--- Objective ---
Copy out every line in the listing below that contains the word "gravel".

▽

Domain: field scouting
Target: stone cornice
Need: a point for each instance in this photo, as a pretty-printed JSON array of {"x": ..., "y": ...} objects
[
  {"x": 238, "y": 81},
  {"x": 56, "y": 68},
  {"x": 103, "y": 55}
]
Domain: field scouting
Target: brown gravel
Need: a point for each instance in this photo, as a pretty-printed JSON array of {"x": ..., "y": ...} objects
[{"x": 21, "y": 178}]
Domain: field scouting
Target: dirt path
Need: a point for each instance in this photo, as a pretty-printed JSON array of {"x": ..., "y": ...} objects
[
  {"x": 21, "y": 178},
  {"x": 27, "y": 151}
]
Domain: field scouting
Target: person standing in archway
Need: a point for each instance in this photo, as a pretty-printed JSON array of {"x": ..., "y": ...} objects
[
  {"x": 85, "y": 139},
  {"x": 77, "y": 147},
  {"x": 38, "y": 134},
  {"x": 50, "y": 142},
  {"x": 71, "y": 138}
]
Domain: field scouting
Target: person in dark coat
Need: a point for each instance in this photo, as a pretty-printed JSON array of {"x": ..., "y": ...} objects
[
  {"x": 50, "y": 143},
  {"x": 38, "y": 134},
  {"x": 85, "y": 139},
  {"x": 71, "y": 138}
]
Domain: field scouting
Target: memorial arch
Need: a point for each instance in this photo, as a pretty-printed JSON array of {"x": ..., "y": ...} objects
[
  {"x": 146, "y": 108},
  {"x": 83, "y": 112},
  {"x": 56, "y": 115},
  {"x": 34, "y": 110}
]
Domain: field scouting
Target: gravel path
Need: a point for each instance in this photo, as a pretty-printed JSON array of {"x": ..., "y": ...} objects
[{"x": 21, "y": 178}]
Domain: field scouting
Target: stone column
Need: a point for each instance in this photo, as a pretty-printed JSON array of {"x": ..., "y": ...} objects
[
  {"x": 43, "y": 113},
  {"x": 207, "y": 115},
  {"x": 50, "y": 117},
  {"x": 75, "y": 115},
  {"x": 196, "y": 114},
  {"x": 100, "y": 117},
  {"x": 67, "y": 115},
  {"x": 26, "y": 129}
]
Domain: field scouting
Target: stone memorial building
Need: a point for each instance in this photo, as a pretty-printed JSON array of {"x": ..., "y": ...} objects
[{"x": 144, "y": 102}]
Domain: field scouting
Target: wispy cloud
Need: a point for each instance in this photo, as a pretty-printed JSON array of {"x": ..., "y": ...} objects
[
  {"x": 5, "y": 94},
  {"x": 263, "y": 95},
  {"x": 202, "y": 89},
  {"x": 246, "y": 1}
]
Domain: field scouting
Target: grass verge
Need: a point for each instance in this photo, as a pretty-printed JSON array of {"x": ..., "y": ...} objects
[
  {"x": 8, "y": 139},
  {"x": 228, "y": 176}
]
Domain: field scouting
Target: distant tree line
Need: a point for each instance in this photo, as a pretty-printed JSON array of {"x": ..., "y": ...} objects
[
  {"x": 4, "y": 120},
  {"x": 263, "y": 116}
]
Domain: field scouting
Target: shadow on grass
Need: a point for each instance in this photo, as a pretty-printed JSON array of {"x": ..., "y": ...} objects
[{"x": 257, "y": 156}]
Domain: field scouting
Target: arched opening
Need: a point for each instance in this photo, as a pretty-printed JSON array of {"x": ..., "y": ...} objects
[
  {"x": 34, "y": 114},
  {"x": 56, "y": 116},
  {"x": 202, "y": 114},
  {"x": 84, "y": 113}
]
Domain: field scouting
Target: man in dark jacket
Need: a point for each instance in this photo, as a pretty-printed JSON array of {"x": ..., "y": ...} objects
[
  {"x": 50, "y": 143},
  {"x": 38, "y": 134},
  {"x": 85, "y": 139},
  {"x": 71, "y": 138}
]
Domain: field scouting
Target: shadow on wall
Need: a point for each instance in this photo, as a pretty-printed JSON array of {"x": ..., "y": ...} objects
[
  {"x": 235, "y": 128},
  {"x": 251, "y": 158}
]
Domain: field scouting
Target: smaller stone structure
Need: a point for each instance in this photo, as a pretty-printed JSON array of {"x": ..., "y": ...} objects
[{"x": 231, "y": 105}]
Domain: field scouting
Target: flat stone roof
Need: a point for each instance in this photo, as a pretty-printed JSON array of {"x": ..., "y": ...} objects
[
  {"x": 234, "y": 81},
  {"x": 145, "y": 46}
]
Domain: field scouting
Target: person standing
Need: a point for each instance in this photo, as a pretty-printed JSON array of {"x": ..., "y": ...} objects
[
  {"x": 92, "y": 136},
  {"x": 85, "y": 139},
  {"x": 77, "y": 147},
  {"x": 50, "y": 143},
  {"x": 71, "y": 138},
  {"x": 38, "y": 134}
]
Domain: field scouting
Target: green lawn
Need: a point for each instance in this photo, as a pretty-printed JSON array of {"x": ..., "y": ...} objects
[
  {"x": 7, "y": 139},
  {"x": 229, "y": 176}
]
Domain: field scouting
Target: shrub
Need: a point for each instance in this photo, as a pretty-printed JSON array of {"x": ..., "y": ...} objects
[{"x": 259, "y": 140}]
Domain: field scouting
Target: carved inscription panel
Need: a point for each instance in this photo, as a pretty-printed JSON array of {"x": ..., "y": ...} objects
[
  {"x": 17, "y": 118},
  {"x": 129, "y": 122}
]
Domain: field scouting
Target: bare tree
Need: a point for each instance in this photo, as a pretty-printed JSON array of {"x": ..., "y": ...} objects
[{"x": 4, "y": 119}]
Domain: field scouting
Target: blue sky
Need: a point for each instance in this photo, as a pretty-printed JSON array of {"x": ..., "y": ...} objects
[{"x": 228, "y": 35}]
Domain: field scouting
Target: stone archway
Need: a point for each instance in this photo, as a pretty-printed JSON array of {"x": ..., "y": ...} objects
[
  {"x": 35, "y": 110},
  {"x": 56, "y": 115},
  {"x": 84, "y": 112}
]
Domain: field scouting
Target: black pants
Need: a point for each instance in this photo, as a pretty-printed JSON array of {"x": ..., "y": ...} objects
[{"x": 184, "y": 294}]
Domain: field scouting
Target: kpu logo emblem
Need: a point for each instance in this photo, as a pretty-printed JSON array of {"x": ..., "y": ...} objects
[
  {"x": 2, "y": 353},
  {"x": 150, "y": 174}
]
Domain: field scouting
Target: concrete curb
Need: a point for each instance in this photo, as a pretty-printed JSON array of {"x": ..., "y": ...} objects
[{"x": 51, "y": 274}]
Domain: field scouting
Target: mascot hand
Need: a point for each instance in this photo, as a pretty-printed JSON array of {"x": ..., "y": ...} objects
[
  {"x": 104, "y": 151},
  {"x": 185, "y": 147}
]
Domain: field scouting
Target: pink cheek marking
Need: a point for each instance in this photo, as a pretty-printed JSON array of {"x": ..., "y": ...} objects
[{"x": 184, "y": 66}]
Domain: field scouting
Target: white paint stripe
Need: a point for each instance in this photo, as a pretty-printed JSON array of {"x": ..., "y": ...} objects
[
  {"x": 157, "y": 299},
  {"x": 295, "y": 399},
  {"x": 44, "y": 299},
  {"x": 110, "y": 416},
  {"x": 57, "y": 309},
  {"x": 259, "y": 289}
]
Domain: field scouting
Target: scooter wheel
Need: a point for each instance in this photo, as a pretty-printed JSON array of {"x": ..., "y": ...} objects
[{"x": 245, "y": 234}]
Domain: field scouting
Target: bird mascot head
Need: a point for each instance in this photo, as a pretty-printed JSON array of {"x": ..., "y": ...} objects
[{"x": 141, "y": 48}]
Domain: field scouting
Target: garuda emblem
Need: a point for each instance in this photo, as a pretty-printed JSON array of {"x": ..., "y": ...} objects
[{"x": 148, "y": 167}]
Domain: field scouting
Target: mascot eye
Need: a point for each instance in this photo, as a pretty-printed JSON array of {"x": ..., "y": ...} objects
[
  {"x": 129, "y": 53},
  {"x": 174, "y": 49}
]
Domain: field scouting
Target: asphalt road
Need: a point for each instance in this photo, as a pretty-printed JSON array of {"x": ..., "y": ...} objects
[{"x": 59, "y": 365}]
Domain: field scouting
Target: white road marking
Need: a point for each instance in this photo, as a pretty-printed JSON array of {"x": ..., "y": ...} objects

△

--- Full solution ---
Target: brown gravel
Target: gravel path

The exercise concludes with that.